[Exercise prompt] Output the following lines exactly as they appear, with nothing changed.
— Begin Data to use —
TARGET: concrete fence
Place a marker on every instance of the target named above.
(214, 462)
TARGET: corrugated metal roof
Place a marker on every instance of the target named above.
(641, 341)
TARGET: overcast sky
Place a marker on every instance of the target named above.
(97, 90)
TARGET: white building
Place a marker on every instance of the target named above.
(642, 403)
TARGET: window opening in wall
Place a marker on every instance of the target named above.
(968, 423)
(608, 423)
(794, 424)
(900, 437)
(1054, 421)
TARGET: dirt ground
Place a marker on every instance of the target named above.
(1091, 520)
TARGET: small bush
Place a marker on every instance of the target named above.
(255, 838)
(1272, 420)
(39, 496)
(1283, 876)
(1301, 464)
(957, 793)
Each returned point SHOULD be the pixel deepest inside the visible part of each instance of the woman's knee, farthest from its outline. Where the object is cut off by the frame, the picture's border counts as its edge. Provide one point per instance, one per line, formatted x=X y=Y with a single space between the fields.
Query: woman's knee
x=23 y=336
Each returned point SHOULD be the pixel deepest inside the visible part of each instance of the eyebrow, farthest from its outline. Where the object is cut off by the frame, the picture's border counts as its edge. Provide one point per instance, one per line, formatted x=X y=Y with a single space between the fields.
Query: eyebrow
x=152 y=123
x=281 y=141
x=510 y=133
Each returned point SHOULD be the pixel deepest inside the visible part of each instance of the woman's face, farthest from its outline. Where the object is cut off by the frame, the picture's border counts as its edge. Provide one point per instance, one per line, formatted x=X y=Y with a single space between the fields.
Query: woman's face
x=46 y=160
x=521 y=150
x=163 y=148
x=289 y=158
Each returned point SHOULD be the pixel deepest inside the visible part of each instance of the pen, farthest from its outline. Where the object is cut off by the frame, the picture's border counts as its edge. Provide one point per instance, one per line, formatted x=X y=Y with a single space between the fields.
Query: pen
— End Data to use —
[The reply]
TARGET: concrete fence
Place a marker on every instance of the target named above.
(214, 462)
TARGET: corrugated metal roof
Place a marker on every instance of the target named above.
(641, 341)
TARGET: overcast sky
Place a marker on every instance of the target named above.
(97, 90)
TARGET: white building
Place a marker on every instance of the target named above.
(642, 403)
TARGET: window opening in wall
Place a marker on every instance of the target named above.
(968, 423)
(608, 423)
(794, 424)
(900, 437)
(1054, 421)
TARGET: dirt ground
Place a marker on every instance of the target named above.
(1091, 520)
TARGET: small bush
Place a marker on every instance of the target named above.
(255, 838)
(1272, 420)
(39, 496)
(1283, 876)
(1301, 464)
(957, 793)
Each returned point SHOULD be the pixel deepest inside the visible part of each instance of the woman's knee, farthest from its outline. Where the object is cut off by the frame, the picture's border counts as its edge. Provide one point per instance, one per line, formatted x=X y=Y with a single space between the fields.
Query: woman's knee
x=23 y=336
Each returned point SHOULD be the pixel deepest inside the visible part of each instance of the eyebrow, farthest from its outline. Where the object is cut off by the frame, the picture's border counts as its edge. Provide one point per instance, one per line, formatted x=X y=Y with a single space between the fields.
Query: eyebrow
x=152 y=123
x=281 y=141
x=510 y=133
Each returned point SHOULD be the pixel deepest inside the visible part of each instance of the woman's face, farthest from its outline. Where the object is cut off by the frame, the picture's border counts as its edge. Provide one point per instance, one per line, formatted x=X y=Y with a single space between the fields.
Query: woman's face
x=46 y=160
x=521 y=150
x=163 y=148
x=289 y=158
Each returned point SHOULD be the pixel deepest inside the visible part of each instance of the pen, farthest from its outline. Where the object is cut off by the frame, the picture's border counts as its edge. Provide one point per instance, one per line, formatted x=X y=Y with a single space between the fields.
Query: pen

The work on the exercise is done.